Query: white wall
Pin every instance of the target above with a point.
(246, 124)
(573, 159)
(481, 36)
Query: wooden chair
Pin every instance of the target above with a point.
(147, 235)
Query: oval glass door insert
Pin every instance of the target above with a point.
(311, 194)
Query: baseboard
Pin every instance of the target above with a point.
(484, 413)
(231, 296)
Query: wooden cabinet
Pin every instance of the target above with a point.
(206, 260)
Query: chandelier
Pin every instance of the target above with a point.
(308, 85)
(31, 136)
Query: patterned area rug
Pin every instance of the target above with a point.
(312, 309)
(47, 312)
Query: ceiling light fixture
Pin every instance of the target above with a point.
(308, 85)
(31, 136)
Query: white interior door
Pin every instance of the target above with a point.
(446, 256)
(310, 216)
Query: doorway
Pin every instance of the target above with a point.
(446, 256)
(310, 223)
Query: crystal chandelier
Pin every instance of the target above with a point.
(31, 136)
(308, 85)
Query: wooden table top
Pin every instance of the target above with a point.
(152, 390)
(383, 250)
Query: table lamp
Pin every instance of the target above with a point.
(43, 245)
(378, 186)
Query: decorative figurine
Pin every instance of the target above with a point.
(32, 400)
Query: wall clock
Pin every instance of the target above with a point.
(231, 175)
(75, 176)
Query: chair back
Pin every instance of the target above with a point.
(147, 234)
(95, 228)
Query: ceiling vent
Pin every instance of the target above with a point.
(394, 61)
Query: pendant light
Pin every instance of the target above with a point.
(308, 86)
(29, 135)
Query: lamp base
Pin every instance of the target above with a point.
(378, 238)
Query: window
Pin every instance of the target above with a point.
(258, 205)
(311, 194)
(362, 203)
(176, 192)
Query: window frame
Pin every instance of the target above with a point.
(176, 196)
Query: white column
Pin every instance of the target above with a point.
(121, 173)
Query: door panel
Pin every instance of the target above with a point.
# # #
▶ **Assignment**
Scan the records above, then copy out each line that mentions "table".

▶ **Result of this exercise**
Query: wooden table top
Query: table lamp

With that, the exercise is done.